(Object position labeling rows)
[START]

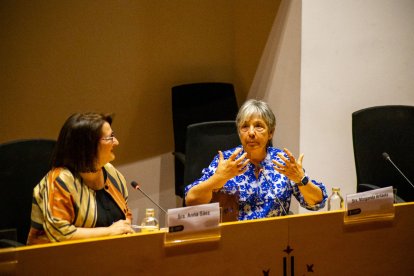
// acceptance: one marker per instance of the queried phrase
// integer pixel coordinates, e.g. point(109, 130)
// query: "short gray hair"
point(256, 107)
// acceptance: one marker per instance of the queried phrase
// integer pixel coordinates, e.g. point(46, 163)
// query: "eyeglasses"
point(258, 129)
point(109, 138)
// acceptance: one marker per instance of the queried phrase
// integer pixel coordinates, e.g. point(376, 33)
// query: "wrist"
point(303, 181)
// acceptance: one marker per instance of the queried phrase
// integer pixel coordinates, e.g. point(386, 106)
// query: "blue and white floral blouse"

[END]

- **WHAT TO PRODUCE**
Revise the rows above by changing every "acceptance" to "requirement" and keeping everything else as it is. Omit the pictures from your answer.

- **REPLY**
// requirement: one marker per instance of the queried phrase
// integer pixel coordinates, e.g. point(109, 130)
// query: "short gray hair"
point(256, 107)
// requirement: one marker per instance of the queried phrase
// integer pixel coordinates, e.g. point(46, 163)
// query: "eyeglasses"
point(258, 129)
point(109, 138)
// requirement: one marker per instance of the queried phrase
// integer pixel coordinates, e.g. point(376, 33)
// query: "wrist"
point(303, 181)
// requirement: one marker per instance of the queried phrase
// integer pixel coordinates, e.g. point(386, 106)
// query: "blue and white floral blouse"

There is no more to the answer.